**Text-to-region grounding data**
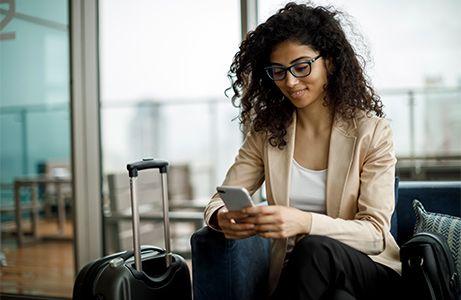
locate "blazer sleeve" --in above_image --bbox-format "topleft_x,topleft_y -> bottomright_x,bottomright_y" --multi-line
204,130 -> 266,231
309,118 -> 397,255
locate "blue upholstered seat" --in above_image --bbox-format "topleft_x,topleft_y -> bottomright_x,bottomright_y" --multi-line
190,181 -> 461,300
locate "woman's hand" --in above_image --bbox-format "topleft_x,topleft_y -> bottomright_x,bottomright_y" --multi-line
216,207 -> 257,239
242,205 -> 312,239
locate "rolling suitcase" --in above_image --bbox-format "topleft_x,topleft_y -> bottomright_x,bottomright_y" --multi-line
73,158 -> 192,300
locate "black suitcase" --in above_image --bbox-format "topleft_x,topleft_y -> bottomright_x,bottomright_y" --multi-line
73,158 -> 192,300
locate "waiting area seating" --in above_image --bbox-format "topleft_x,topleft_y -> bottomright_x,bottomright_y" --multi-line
104,163 -> 206,257
191,181 -> 461,300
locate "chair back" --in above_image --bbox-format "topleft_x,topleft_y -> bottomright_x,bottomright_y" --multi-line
395,181 -> 461,245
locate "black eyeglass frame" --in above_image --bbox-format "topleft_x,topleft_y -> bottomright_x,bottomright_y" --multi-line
264,54 -> 322,81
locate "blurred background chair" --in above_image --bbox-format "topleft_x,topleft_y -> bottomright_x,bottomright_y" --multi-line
37,161 -> 73,222
1,161 -> 73,246
104,163 -> 204,258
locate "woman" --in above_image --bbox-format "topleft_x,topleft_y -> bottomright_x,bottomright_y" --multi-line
204,2 -> 402,300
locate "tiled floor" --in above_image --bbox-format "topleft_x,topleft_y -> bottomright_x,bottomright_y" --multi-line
1,220 -> 74,299
0,219 -> 194,299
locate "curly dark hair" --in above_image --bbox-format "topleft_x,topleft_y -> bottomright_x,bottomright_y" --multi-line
228,2 -> 384,148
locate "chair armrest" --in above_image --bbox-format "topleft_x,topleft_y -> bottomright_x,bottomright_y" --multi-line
190,226 -> 270,300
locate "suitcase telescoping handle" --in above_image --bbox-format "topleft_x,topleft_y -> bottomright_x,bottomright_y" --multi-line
127,158 -> 172,272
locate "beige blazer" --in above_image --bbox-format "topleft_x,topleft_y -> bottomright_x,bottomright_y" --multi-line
204,112 -> 401,295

**Exercise**
With the images omitted, retype the records above exactly.

**Answer to the exercise**
locate "blazer sleeve" --in above_image --bbox-format "topleft_x,topleft_y -> bottomright_x,bottomright_y" --multi-line
204,130 -> 266,231
309,118 -> 397,255
locate "blue upholstered seat" --in above_image --bbox-format "topleft_x,topleft_y -> bottomright_x,bottomright_y" --multi-line
190,181 -> 461,300
locate "woman's hand" --in above_image --bbox-format "topleft_x,topleft_y -> bottomright_x,bottomright_y" --multi-line
216,207 -> 257,239
242,205 -> 312,239
locate "rolling suitcase" --in above_image --bbox-format "topleft_x,topleft_y -> bottomright_x,bottomright_y" --multi-line
73,158 -> 192,300
locate "black suitcase" --in above_image --bbox-format "topleft_x,topleft_y -> bottomright_x,bottomright_y" --multi-line
73,158 -> 192,300
locate "waiting area seating" --in above_image --bbox-format "topleft_x,topleft_y -> bottomright_x,bottomright_y" --multi-line
104,163 -> 206,257
191,181 -> 461,300
locate "chair back" --in above_image --bbox-format "topleft_x,topleft_y -> bottomright_x,bottomright_y" --multi-line
395,181 -> 461,245
locate "black eyeglass frame" --in above_image --bbox-format "topleft_x,topleft_y -> bottomright_x,bottomright_y" --multi-line
264,54 -> 322,81
locate "blurred background chair" --in above_image --bbox-format "topleft_x,topleft_y -> bottomright_x,bottomright_y" --multi-line
37,161 -> 73,222
1,161 -> 73,246
104,163 -> 204,258
locate "woman" --in above_image --bbox-format "topleft_x,topleft_y -> bottomright_x,bottomright_y" --multi-line
204,2 -> 402,300
locate "tiled floor" --in above_image --bbox-format "topleft_x,topleft_y -> bottomright_x,bottomright_y" --multi-line
1,220 -> 74,299
0,219 -> 194,299
locate "curly dark hair" --in above_image --bbox-format "topleft_x,topleft_y -> bottomright_x,bottomright_y" --multi-line
228,2 -> 384,148
locate "chair armrest" --in above_image --bbox-format "topleft_x,topleft_y -> bottomright_x,bottomright_y" --multi-line
190,226 -> 270,300
locate "suitcase telescoping handle" --in above_image --bbox-format "topleft_x,topleft_y -> bottomright_x,bottomright_y" --multi-line
127,158 -> 172,272
locate "beige blazer" --in above_image --bbox-format "topleft_x,topleft_y -> bottomright_x,bottomright_y" --multi-line
204,112 -> 401,295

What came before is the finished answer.